--- Directions ---
Please return, unchanged, the part of the entries that opens with their very first line and closes with the line containing "128;149;151;212", including both of those lines.

--- Provided data ---
•••••

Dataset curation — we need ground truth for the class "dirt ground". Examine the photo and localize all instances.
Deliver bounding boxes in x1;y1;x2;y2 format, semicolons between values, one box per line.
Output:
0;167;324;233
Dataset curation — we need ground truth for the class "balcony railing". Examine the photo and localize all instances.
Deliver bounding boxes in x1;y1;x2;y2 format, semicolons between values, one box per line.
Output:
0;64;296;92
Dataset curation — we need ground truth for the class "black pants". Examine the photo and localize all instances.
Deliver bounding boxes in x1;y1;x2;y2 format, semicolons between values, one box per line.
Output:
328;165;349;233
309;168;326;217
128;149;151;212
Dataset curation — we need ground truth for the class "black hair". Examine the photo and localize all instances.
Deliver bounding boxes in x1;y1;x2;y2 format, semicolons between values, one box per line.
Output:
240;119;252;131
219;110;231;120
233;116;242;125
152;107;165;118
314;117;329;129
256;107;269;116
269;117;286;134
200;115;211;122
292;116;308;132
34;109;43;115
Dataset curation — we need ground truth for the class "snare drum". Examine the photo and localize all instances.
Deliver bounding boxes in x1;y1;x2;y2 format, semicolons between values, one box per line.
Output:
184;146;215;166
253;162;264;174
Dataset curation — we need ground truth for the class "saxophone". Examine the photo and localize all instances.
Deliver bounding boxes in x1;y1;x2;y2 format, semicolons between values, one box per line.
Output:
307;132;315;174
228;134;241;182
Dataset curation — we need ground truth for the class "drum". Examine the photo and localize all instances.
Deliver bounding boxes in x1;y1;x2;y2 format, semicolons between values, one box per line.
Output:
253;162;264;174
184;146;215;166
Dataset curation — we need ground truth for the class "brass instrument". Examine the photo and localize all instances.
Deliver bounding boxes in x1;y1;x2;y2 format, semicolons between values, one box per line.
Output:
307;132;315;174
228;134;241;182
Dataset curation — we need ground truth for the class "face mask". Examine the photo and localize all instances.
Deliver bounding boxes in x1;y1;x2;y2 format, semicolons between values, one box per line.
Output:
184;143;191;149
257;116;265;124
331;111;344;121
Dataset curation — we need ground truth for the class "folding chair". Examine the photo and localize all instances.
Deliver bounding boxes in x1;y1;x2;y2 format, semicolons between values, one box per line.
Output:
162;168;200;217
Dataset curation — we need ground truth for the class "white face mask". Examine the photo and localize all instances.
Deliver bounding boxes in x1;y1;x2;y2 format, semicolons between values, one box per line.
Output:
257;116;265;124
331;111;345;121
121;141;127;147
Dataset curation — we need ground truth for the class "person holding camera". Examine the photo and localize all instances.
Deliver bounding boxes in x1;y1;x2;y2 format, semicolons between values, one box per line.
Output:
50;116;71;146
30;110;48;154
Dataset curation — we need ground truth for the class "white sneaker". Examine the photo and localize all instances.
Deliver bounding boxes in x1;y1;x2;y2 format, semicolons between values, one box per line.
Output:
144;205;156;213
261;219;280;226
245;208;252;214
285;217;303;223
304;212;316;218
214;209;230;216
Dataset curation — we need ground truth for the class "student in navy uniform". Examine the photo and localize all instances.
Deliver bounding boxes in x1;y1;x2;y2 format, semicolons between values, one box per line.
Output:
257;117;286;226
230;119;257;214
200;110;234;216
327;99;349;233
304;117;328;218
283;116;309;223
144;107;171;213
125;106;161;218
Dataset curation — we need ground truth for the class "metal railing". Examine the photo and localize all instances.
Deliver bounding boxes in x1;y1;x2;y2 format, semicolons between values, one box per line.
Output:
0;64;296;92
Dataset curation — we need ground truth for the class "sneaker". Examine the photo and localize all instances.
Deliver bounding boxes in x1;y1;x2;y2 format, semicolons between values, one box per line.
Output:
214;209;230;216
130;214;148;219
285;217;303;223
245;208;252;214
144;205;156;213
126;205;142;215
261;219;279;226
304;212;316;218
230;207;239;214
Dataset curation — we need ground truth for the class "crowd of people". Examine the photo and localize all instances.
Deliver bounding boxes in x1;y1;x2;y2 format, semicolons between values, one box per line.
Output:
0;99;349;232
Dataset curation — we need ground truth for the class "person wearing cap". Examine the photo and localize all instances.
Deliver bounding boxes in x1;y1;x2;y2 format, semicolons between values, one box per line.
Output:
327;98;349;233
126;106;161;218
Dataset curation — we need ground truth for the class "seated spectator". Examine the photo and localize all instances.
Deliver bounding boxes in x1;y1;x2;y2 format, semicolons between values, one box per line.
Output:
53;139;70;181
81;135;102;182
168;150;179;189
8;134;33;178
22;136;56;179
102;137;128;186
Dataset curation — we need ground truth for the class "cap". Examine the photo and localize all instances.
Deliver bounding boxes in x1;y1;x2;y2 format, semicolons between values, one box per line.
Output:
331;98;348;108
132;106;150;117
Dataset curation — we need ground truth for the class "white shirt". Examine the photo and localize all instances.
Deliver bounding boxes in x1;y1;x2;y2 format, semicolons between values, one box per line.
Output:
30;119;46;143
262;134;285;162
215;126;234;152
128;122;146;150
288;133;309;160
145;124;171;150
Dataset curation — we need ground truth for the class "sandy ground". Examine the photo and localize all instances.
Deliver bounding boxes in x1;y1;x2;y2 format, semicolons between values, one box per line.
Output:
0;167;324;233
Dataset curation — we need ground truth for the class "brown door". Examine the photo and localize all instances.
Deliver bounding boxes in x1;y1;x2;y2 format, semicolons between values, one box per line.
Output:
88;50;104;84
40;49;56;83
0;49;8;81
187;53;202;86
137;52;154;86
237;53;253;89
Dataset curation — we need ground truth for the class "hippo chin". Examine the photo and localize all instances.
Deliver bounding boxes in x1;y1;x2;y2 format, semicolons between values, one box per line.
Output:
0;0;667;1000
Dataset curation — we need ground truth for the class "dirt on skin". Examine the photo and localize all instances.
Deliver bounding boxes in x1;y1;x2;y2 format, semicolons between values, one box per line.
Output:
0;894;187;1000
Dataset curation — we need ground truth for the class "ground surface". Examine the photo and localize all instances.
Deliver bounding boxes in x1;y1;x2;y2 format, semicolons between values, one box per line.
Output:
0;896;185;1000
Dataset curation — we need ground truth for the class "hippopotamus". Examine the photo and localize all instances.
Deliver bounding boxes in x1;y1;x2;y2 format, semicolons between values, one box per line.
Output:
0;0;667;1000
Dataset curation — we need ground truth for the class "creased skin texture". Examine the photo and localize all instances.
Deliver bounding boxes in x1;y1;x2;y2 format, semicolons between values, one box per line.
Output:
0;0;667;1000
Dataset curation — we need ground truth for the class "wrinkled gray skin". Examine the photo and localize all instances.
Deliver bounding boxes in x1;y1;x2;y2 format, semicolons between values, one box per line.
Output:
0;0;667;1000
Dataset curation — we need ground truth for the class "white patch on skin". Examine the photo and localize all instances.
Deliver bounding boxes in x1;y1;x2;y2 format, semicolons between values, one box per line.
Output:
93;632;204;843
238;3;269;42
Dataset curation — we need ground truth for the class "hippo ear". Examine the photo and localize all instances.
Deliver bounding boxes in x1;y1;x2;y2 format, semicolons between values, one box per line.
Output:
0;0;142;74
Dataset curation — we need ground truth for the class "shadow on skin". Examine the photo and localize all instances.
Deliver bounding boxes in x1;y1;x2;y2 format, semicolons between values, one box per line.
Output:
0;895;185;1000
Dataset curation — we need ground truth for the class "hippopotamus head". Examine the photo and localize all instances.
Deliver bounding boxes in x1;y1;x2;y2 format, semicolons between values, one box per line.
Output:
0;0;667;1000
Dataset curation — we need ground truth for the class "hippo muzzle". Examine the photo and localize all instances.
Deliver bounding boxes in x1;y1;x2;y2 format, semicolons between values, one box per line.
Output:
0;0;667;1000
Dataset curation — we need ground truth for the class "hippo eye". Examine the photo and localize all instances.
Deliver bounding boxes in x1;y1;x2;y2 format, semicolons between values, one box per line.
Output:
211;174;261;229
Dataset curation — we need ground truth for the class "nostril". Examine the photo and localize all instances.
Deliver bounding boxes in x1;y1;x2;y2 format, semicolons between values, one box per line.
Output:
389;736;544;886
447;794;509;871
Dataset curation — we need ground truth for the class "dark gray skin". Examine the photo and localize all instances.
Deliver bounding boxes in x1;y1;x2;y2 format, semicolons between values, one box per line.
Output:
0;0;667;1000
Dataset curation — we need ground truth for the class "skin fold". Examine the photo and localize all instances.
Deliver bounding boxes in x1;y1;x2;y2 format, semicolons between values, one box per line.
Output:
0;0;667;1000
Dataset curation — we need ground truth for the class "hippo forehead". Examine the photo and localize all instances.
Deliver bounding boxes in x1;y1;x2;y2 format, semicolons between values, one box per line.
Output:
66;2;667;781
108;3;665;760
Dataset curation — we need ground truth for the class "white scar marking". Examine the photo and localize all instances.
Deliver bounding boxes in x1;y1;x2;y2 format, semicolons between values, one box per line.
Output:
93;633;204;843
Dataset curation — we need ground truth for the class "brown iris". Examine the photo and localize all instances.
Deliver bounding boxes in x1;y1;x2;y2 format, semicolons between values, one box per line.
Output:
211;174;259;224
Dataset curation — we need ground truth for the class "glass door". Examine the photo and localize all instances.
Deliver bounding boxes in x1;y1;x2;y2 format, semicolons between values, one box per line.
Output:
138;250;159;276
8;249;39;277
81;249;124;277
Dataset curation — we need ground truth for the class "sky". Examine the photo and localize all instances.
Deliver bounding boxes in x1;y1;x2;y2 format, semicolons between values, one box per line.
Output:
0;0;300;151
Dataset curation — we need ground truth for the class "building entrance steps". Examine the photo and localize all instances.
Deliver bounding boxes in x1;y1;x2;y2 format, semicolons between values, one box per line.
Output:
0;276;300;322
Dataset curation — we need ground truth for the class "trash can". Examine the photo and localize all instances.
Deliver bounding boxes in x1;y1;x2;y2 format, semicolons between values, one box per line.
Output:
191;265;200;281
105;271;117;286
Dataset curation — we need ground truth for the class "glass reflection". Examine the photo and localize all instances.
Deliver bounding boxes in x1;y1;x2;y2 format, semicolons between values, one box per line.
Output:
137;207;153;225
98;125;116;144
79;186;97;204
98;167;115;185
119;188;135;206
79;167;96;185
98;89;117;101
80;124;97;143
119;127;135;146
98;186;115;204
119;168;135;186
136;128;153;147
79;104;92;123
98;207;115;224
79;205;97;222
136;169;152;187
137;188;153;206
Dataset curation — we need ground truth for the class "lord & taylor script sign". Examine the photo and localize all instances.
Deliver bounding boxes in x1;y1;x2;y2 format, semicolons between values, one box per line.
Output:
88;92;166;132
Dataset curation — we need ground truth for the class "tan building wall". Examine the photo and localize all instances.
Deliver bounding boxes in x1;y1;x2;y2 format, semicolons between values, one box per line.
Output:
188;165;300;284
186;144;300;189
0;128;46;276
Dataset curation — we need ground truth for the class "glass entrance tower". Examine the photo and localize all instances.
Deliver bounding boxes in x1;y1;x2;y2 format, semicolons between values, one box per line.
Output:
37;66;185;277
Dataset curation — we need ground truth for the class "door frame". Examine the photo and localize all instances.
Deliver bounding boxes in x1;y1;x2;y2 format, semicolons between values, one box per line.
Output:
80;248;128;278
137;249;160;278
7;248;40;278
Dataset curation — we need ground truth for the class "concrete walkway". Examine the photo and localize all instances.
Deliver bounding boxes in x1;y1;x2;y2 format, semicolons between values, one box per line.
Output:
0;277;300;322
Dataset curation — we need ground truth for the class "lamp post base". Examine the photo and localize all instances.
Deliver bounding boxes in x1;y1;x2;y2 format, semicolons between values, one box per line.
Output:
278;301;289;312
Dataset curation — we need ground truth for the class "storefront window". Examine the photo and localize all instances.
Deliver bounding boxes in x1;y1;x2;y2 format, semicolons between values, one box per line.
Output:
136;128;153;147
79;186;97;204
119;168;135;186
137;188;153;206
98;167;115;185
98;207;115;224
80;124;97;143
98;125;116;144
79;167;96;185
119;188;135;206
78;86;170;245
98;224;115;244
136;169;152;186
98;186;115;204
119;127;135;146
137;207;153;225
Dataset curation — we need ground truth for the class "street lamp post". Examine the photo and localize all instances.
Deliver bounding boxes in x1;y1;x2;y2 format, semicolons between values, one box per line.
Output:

•••••

--- Answer to the task ---
Dataset curation — we need ground truth for the class "dirt ground". Examine the photo and localize all instances.
Deliver bounding boxes in x1;y1;x2;y2 format, semicolons between values, one box per line.
Output:
0;167;324;233
Dataset curation — we need ground truth for the class "balcony railing". Examine the photo and localize all instances.
Deliver bounding boxes in x1;y1;x2;y2 format, semicolons between values, one box per line.
Output:
0;64;296;92
Dataset curation — we need ground truth for the class "black pants". Examine the photo and localize all instances.
Deliver bounding boxes in x1;y1;x2;y2 format, semicolons between values, one box per line.
Output:
328;165;349;233
309;168;326;217
128;149;151;212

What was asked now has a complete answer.